> TASK BRIEF
Reproduce word for word the passage of the Geri Ashur biography running from "From 1974 to" down to "musician, Elizabeth Cotten.".

> STUDY TEXT

Geri Ashur (November 27, 1946 - July 22, 1984) was an American film editor, screenwriter, foreign language dubbing specialist, and filmmaker.[1]
Geri Ashur | |
Birth Date: | 27 November 1946 |
Field: | Filmmaker |
Training: | Barnard College |
Geraldine Ashur was born and raised in Jersey City, New Jersey. She attended Jersey Academy for four years in the early 1960s. A progressive private High School, many of the faculty members had been blacklisted during the earlier 1950s red-baiting era for suspected Communist leanings or membership in the party, and had been given employment by the progenitor of the school, Robert Lustgarten, a wealthy stockbroker with left-liberal leanings. Numerous faculty members, from historians and literary scholars to actively practicing and published poets, held an internationalist and cosmopolitan worldview they shared with the students, that included French Symbolist, 20th-century German and Russian poetry, Whitman and Hart Crane, European Classical music, and in particular foreign films - which included the masterpieces of the Italian neo-realists, Satyajit Ray, Fellini, Antonioni, Bergman, Andrzej Wajda and Akira Kurosawa among others, influencing Ashur and other of the students as well including her contemporary Maury Yeston. Ashur also studied painting at New York's Art Students League during that time.She graduated from Barnard College in 1968.
Ashur began making films with the New York Newsreel, a political collective.
From 1974 to 1982 Ashur specialized as a dubbing editor, working on such films as Ingmar Bergman's ''Autumn Sonata,'' Bernardo Bertolucci's ''1900,'' Francois Truffaut's ''The Last Metro'' and Lina Wertmüller's ''Seven Beauties.''
Ashur directed the documentary Janie’s Janie (1971), which uses a more personal approach, following one woman’s journey to self-determination, or as Janie says, “First I was my father’s Janie, then I was my Charlie’s Janie, now I’m Janie’s Janie.”[2]
Ashur also directed Me and Stella (1975), a portrait of the American blues and folk musician, Elizabeth Cotten.
She lived in Manhattan and died of lung cancer in 1984 at the age of 37, survived by her husband, Richard Brick, and her son, Noah.[3]

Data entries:
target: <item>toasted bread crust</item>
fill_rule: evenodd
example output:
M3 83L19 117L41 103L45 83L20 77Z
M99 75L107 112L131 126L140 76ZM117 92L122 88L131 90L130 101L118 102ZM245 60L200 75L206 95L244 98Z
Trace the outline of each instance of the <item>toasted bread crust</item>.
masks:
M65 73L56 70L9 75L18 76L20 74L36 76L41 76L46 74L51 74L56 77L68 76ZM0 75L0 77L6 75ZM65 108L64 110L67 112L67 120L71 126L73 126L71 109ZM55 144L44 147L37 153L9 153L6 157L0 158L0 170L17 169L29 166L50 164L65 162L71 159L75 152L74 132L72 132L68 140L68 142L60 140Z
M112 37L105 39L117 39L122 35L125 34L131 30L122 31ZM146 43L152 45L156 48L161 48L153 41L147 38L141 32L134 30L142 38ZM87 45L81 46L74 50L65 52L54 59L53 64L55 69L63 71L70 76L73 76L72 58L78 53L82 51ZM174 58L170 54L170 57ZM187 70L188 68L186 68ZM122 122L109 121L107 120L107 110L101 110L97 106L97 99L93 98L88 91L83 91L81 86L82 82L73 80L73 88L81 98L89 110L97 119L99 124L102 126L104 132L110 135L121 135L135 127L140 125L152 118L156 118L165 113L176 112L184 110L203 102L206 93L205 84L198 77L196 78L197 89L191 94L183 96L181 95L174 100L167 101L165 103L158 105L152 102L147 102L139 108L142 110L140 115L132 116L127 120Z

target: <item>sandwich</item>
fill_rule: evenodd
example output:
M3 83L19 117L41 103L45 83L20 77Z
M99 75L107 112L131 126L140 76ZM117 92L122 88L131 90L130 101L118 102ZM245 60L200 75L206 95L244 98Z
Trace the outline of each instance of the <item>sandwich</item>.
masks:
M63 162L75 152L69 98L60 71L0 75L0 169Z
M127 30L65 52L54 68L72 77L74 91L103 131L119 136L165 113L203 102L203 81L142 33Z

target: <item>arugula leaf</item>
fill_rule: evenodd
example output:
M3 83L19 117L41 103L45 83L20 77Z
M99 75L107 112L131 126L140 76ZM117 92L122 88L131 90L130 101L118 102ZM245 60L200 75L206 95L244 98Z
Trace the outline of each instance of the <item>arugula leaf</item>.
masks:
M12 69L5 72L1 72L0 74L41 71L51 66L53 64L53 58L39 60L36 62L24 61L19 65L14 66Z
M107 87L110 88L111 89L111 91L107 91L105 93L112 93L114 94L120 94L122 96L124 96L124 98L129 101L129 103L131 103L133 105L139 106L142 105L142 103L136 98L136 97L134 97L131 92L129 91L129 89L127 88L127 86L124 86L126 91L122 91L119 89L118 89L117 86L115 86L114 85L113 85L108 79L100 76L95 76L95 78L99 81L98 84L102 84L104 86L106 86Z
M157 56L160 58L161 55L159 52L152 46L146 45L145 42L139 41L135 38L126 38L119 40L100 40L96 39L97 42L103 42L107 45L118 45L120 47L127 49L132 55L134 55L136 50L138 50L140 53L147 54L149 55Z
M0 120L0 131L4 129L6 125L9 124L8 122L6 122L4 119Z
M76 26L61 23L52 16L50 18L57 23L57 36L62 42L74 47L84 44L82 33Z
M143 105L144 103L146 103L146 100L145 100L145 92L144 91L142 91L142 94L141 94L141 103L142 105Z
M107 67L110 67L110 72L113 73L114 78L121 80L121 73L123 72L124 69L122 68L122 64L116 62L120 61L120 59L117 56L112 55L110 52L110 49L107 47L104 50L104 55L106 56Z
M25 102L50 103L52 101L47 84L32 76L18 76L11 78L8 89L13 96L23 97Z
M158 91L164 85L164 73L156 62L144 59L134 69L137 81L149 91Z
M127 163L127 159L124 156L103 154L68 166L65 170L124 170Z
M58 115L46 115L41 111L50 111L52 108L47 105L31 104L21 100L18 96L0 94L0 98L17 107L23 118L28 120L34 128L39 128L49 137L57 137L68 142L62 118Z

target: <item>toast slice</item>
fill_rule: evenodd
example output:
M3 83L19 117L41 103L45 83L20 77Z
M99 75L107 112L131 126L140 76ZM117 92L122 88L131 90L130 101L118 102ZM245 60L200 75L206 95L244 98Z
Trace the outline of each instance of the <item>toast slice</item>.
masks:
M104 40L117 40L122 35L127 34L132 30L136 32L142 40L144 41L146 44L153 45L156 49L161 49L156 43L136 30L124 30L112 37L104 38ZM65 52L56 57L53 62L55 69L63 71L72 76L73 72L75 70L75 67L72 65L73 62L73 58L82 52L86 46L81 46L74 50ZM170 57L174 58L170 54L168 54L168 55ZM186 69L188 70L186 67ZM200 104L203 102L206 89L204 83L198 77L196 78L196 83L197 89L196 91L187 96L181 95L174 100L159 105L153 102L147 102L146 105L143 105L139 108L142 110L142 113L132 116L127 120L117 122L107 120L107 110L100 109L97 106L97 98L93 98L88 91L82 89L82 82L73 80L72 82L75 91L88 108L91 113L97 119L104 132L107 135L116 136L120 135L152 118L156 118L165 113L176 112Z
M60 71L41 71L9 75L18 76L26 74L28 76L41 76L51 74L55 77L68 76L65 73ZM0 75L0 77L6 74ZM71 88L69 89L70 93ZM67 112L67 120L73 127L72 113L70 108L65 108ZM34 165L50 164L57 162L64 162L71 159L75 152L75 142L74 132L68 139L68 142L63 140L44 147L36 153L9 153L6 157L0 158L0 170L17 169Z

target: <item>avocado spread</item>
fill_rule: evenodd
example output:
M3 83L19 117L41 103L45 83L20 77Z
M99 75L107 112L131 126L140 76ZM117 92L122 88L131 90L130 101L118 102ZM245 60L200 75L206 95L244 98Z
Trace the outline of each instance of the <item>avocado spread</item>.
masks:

> EXERCISE RESPONSE
From 1974 to 1982 Ashur specialized as a dubbing editor, working on such films as Ingmar Bergman's ''Autumn Sonata,'' Bernardo Bertolucci's ''1900,'' Francois Truffaut's ''The Last Metro'' and Lina Wertmüller's ''Seven Beauties.''
Ashur directed the documentary Janie’s Janie (1971), which uses a more personal approach, following one woman’s journey to self-determination, or as Janie says, “First I was my father’s Janie, then I was my Charlie’s Janie, now I’m Janie’s Janie.”[2]
Ashur also directed Me and Stella (1975), a portrait of the American blues and folk musician, Elizabeth Cotten.